WHAT YOU ARE ASKED TO DO → Reproduce everything in the listing below from the line containing "Target: mossy ground" down to the line containing "[[[2,195],[0,270],[271,270],[271,215]]]", both lines included, with every character unchanged.

┌─ DATA FOR THIS EXERCISE

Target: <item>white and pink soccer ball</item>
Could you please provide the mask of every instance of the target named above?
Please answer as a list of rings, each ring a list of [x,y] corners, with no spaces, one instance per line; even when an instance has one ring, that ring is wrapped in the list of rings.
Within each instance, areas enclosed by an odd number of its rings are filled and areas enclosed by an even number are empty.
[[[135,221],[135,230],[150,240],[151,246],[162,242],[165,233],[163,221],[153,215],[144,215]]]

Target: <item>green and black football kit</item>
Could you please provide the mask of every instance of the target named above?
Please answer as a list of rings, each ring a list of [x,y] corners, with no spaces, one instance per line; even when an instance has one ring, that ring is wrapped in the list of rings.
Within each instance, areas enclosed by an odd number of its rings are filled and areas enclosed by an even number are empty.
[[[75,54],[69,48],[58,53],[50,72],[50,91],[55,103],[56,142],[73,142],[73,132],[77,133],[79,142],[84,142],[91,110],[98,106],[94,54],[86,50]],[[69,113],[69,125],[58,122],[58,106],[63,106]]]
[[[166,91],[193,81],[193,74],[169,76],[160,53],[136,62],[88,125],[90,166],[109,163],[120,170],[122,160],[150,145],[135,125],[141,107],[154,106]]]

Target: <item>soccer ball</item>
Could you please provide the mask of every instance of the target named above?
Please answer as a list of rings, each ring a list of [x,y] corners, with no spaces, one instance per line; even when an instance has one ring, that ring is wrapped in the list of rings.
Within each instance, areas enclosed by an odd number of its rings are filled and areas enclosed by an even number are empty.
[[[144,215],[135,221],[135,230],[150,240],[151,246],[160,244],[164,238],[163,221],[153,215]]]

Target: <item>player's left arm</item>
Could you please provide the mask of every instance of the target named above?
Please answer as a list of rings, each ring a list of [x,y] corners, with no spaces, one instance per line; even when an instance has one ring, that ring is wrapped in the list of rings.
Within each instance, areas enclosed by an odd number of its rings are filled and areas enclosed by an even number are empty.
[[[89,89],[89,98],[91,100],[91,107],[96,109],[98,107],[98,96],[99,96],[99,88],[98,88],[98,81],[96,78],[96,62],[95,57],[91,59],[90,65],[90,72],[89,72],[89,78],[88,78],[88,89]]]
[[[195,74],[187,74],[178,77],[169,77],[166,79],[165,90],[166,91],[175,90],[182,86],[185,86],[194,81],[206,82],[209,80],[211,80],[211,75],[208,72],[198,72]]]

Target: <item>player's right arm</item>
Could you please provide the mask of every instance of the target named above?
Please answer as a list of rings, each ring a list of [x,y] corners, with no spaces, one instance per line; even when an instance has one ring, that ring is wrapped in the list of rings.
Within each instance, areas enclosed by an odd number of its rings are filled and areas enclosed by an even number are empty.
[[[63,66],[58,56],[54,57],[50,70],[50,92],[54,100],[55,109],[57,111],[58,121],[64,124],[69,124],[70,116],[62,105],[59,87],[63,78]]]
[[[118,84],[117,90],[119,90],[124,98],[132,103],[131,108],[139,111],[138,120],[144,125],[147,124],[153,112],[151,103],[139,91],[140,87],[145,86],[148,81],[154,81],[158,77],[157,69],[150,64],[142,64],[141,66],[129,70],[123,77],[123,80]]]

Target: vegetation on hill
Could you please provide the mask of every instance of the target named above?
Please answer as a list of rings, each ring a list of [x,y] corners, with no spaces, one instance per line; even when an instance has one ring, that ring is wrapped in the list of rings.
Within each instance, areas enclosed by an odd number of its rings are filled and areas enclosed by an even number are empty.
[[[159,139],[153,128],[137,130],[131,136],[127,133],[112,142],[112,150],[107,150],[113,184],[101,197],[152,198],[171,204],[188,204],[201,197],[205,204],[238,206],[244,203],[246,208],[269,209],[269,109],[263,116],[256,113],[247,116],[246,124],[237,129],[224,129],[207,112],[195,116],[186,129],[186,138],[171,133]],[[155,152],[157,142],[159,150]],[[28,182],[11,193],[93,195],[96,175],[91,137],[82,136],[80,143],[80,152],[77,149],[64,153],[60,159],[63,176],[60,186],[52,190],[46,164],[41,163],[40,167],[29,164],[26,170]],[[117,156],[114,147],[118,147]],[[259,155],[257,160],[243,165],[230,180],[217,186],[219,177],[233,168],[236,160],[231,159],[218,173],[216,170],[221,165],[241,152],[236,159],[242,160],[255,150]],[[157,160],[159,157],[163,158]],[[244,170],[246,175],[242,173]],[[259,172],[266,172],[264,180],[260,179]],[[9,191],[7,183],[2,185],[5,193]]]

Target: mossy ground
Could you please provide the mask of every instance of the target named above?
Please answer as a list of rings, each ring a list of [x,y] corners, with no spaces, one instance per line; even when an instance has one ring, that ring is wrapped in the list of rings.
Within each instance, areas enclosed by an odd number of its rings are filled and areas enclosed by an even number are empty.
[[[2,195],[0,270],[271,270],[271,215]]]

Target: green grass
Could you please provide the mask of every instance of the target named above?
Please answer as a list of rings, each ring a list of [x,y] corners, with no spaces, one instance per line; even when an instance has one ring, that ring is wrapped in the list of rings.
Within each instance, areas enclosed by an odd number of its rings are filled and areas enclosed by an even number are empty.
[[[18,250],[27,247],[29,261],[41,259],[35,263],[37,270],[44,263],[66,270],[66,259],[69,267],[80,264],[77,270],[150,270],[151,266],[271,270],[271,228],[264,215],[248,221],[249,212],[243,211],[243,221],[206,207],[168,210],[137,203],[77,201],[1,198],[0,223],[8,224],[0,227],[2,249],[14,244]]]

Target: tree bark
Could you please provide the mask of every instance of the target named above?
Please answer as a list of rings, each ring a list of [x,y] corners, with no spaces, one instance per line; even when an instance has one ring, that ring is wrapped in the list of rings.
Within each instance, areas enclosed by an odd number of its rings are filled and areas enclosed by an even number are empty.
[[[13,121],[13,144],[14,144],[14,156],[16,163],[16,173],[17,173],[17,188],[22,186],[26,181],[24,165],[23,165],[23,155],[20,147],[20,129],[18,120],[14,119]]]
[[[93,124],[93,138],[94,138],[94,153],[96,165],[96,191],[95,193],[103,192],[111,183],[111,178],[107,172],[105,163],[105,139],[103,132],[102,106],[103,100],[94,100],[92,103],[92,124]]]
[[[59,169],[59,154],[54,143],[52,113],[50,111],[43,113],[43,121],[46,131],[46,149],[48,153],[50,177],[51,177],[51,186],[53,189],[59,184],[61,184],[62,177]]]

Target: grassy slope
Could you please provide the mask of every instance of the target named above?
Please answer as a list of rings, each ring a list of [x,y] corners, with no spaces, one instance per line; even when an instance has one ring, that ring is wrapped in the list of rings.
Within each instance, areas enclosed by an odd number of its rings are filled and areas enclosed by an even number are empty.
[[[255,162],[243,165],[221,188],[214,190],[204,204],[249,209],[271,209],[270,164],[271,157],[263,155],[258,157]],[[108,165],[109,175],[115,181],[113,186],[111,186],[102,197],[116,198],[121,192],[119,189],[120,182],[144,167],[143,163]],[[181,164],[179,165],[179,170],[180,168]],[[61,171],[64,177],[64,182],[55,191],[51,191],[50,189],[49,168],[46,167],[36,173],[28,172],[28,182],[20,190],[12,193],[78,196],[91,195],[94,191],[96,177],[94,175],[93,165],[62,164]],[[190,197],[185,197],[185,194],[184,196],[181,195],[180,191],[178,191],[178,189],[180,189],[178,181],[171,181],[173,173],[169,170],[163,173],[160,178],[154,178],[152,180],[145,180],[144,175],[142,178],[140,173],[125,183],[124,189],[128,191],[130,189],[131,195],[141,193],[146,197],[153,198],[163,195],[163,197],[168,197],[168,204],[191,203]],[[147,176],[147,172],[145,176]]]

└─
┌─ DATA FOR THIS EXERCISE

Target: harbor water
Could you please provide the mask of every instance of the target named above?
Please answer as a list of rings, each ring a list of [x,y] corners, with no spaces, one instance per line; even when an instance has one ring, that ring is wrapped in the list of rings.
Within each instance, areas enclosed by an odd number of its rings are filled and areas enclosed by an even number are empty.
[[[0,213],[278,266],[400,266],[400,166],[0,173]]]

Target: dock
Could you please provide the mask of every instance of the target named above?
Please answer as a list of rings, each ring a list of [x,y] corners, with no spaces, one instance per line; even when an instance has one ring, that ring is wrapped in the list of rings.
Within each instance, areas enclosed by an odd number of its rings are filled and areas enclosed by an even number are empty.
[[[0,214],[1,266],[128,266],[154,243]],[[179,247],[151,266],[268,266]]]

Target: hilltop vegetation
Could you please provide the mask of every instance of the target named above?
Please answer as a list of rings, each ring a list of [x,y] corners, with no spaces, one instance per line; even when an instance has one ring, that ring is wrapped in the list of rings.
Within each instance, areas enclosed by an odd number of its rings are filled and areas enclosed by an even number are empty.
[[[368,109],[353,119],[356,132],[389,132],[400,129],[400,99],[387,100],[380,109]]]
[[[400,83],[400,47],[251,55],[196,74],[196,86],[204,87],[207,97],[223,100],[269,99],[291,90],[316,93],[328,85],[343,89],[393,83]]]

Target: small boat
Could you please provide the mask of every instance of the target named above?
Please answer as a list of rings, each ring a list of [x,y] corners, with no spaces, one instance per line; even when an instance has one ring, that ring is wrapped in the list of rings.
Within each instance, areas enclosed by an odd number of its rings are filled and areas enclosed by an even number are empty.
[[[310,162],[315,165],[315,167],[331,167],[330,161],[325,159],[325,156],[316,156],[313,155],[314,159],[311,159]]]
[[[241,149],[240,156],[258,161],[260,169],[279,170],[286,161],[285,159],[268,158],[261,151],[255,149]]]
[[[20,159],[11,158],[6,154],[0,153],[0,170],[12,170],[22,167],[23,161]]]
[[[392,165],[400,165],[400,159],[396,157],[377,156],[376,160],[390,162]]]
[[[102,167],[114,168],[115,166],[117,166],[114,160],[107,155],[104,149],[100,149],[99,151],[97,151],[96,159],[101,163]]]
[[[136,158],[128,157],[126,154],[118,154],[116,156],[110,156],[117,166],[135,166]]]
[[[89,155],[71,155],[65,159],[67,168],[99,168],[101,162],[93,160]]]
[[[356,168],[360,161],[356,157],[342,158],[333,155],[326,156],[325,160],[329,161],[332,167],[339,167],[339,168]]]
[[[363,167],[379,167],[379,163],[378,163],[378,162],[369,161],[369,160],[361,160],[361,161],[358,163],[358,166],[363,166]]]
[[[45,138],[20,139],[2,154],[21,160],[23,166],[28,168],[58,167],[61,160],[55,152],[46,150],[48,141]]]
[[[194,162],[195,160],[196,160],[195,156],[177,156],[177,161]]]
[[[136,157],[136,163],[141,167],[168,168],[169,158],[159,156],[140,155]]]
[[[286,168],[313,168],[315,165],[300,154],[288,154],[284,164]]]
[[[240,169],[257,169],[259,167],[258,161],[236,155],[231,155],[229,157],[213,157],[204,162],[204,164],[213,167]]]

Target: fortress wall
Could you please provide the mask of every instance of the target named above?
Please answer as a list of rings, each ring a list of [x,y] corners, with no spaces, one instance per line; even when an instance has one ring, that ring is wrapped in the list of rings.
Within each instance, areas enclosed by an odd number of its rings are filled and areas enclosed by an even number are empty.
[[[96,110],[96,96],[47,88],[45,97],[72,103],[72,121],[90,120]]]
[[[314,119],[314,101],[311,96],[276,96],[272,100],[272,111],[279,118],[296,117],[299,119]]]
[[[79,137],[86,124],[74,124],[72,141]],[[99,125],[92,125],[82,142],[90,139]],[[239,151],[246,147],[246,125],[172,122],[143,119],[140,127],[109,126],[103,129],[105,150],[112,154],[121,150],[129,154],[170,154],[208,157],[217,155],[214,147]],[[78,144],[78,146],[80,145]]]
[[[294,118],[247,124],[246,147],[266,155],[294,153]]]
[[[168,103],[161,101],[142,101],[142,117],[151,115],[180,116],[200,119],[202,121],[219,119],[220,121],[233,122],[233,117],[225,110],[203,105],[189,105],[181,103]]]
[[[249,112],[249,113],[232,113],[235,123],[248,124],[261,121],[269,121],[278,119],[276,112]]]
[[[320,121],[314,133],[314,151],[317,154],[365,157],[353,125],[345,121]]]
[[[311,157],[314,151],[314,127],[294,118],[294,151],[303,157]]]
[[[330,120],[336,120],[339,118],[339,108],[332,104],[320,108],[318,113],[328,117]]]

└─

WORKED SOLUTION →
Target: mossy ground
Could you please provide the mask of every instance of the target named above?
Please answer as a list of rings, each ring a list of [x,y] corners, with no spaces, one instance per line; even when an instance has one ring, that ring is wrapped in the list of rings.
Within each instance, areas enclosed by an odd number of its rings are filled and areas enclosed by an even number are empty.
[[[2,195],[0,270],[271,270],[271,215]]]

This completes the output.